### TASK REQUIREMENTS
Render each line of the listing below as a row of a Markdown table, skipping any blank lines. Use two columns: "Row" for the row number and "Line" for the line itself.

### RECORDS FOR THIS TASK
━━━━━━━━━━━━━━━━━━━━━━━━━━━━━━

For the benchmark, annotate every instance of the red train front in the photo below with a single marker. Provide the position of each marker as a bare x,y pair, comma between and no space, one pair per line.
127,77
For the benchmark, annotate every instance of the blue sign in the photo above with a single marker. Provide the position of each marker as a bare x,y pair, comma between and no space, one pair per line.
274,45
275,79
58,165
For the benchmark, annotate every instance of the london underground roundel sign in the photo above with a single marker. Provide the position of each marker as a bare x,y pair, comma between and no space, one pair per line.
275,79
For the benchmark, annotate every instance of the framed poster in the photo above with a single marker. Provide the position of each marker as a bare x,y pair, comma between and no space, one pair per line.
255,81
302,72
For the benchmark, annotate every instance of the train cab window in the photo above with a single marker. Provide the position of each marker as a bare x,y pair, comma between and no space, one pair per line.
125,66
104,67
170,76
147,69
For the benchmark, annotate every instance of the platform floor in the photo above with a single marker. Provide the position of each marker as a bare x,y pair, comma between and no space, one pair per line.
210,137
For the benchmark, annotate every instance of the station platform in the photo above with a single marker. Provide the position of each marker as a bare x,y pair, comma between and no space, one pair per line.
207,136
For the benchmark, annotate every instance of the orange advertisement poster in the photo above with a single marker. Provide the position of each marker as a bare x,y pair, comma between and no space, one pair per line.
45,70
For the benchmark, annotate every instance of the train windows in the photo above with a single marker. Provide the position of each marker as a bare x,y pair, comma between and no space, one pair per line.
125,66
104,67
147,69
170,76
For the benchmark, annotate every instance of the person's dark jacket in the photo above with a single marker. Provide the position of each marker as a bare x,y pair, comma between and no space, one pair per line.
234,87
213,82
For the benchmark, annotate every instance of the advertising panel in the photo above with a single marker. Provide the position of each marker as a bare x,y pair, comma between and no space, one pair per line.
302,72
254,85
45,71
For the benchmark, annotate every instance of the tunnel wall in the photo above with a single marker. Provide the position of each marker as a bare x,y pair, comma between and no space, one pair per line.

━━━━━━━━━━━━━━━━━━━━━━━━━━━━━━

### EXPECTED ANSWER
| Row | Line |
|---|---|
| 1 | For the benchmark, annotate every instance of the red train front in the photo below with a single marker. Provide the position of each marker as a bare x,y pair, comma between and no space, one pair per line. |
| 2 | 127,77 |
| 3 | For the benchmark, annotate every instance of the blue sign in the photo above with a single marker. Provide the position of each marker as a bare x,y pair, comma between and no space, one pair per line. |
| 4 | 274,45 |
| 5 | 275,79 |
| 6 | 58,165 |
| 7 | For the benchmark, annotate every instance of the london underground roundel sign in the photo above with a single marker. Provide the position of each marker as a bare x,y pair, comma between and no space, one pair per line. |
| 8 | 275,79 |
| 9 | For the benchmark, annotate every instance of the framed poster in the photo above with a single marker. Provide the position of each marker as a bare x,y pair, comma between and no space, one pair per line. |
| 10 | 255,81 |
| 11 | 302,72 |
| 12 | For the benchmark, annotate every instance of the train cab window in the photo above with a single marker. Provide the position of each marker as a bare x,y pair, comma between and no space, one pair per line. |
| 13 | 125,66 |
| 14 | 104,67 |
| 15 | 170,76 |
| 16 | 147,69 |
| 17 | For the benchmark, annotate every instance of the platform floor in the photo above with a single marker. Provide the position of each marker as a bare x,y pair, comma between and no space, one pair per line. |
| 18 | 210,137 |
| 19 | For the benchmark, annotate every instance of the station platform in the photo above with a single marker. Provide the position of each marker as a bare x,y pair, comma between and no space, one pair per line. |
| 20 | 207,136 |
| 21 | For the benchmark, annotate every instance of the orange advertisement poster in the photo above with a single marker. Provide the position of each marker as a bare x,y pair, comma between and no space, one pair per line. |
| 22 | 45,70 |
| 23 | For the benchmark, annotate every instance of the train windows in the photo above with a single marker. Provide the position of each marker as a bare x,y pair, comma between and no space, one pair per line. |
| 24 | 125,66 |
| 25 | 104,67 |
| 26 | 147,69 |
| 27 | 170,76 |
| 28 | For the benchmark, annotate every instance of the person's dark jacket in the photo above with a single marker. Provide the position of each marker as a bare x,y pair, comma between and no space, one pair per line. |
| 29 | 234,87 |
| 30 | 213,82 |
| 31 | For the benchmark, annotate every instance of the advertising panel in the photo above with a single marker. Provide the position of each marker as a bare x,y pair, comma between and no space, one pair per line. |
| 32 | 302,72 |
| 33 | 254,85 |
| 34 | 45,71 |
| 35 | For the benchmark, annotate every instance of the tunnel wall in the photo above with a single marker. Provide the position of each marker as a bare x,y pair, comma between and no space, one pair per line. |